→ Given records:
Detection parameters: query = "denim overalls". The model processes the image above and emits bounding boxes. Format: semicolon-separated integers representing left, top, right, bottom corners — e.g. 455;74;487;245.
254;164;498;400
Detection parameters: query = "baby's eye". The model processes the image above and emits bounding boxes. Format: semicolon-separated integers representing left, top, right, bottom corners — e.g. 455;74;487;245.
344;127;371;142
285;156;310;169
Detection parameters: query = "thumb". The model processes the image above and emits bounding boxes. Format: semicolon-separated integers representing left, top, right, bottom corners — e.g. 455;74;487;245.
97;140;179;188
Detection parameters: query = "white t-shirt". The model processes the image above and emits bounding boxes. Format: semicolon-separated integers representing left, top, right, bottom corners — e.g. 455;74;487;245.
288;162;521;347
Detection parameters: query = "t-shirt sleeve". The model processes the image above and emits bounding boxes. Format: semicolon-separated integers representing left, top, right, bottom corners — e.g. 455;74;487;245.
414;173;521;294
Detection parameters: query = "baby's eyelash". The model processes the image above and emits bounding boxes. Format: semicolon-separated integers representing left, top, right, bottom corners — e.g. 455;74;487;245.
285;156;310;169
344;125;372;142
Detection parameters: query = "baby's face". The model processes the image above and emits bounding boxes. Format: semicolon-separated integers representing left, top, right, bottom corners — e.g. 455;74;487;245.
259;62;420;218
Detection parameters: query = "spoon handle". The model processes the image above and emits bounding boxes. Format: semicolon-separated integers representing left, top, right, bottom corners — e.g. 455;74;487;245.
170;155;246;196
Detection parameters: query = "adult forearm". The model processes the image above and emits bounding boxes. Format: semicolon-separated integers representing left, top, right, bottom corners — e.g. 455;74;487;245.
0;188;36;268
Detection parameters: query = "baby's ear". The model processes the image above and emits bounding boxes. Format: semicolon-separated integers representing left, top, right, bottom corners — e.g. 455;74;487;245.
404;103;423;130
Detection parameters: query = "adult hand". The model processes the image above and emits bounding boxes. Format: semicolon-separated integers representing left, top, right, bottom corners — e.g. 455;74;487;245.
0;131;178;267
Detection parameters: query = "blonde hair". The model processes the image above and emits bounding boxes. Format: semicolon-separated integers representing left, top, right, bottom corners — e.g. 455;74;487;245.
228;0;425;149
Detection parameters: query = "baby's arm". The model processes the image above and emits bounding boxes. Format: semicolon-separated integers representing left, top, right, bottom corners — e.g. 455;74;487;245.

→ What you should do: Please pick out each line in the items above that contains the word "adult" and copy those lines in full.

→ Solution to the exercise:
Detection parameters: query = "adult forearm". The model processes the image above and emits bounding boxes. Format: semicolon-separated integers representing left, top, right, bottom corners — e.g. 455;74;487;245.
Detection parameters: query = "adult hand". The model processes the image above and emits bounding boxes. Format: semicolon-separated integers representing left, top, right, bottom corners — e.g. 455;74;487;245.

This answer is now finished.